» DIRECTIONS
Copy each line of the listing below exactly.

» GIVEN RECORDS
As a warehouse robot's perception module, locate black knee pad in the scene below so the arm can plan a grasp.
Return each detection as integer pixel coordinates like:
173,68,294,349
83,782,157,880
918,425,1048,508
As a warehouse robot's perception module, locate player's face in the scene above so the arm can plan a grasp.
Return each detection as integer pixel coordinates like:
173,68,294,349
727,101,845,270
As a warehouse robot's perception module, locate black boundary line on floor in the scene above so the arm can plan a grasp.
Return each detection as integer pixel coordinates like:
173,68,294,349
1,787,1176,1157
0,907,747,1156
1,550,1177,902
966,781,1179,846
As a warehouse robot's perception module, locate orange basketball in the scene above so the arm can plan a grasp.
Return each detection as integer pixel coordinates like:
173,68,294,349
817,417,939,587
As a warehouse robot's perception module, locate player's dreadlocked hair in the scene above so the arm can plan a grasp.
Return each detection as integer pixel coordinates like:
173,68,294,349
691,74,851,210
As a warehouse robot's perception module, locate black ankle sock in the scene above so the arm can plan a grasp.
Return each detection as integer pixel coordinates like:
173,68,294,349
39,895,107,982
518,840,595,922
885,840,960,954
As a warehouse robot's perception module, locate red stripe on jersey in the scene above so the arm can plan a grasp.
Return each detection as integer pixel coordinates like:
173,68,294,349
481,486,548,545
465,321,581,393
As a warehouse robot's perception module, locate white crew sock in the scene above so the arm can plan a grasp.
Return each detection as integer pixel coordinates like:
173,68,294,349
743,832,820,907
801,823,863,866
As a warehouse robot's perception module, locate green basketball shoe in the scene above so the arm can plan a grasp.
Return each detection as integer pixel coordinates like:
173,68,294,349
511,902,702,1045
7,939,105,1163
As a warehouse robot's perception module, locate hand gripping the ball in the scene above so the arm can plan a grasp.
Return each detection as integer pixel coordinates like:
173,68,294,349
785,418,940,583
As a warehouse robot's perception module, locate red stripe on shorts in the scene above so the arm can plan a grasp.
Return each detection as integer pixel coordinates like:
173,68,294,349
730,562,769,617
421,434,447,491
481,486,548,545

» WRITTEN SOLUTION
As a warehouse robot's perception module, locate black knee pad in the scene below so the arm can plan a grasp.
Return each detection as integer pixel coordinates like:
173,68,294,349
83,782,157,880
918,425,1048,508
As a warehouse robot's perception module, locate player's face in the scene above so the arm can plan a grasp.
Return each detection as integer pixel coordinates like:
173,68,294,349
727,101,845,270
As a warehouse robot's perception module, locate black boundary line on floor in the scene above so the arm can plan a grasp.
Return each detection as integer pixel coordinates like:
173,68,294,349
1,787,1176,1157
0,907,747,1156
1,550,1177,902
966,781,1179,846
As a warehouse robot's perception module, locate orange basketball in the scene above so the arm can plan a grasp.
Return each detection as integer pixel coordinates like:
173,68,294,349
817,417,939,587
As a warehouse robot's perception module, locate player's dreadlocked hair in the scene above so the arm can plan a grasp.
Return each detection as integer pixel coordinates like:
173,68,294,349
691,74,851,210
As a warehouse robot's perception module, locate black ankle sock in the scene above so the arm can plan a grasp.
Return each detection as integer pixel coordinates like:
173,68,294,349
39,895,107,982
518,840,595,922
885,840,960,954
As a warehouse robot's perception module, locate red stripe on jersey in the scene above so the arm can plan a grasp.
Return each detection as integer pixel coordinates like:
173,68,294,349
481,486,548,545
465,321,581,393
As a warehouse robot's perception module, locate white crew sock in the scene above so the arm can plan a grasp.
Return each detection as integer pixel coordinates like:
173,68,294,349
743,832,820,907
801,823,863,866
As a warehouse robot's perception module, locate green basketball shoe in the scene above so the arm can plan a grasp.
Return each detection as integer pixel coordinates like:
173,68,294,349
511,902,702,1045
7,939,105,1163
As a warehouse robot's perception module, locate hand gripping the ball in the scene above so the arm can plan a grasp.
Return each detection as integer pixel coordinates like:
173,68,294,349
785,418,940,583
As a warehouse robot's perception module, locate red stripe on shorts in the scene above so the arm can plan a grasp.
Return each detection as integer pixel coordinates like:
173,68,294,349
730,562,769,617
421,434,447,491
481,486,548,545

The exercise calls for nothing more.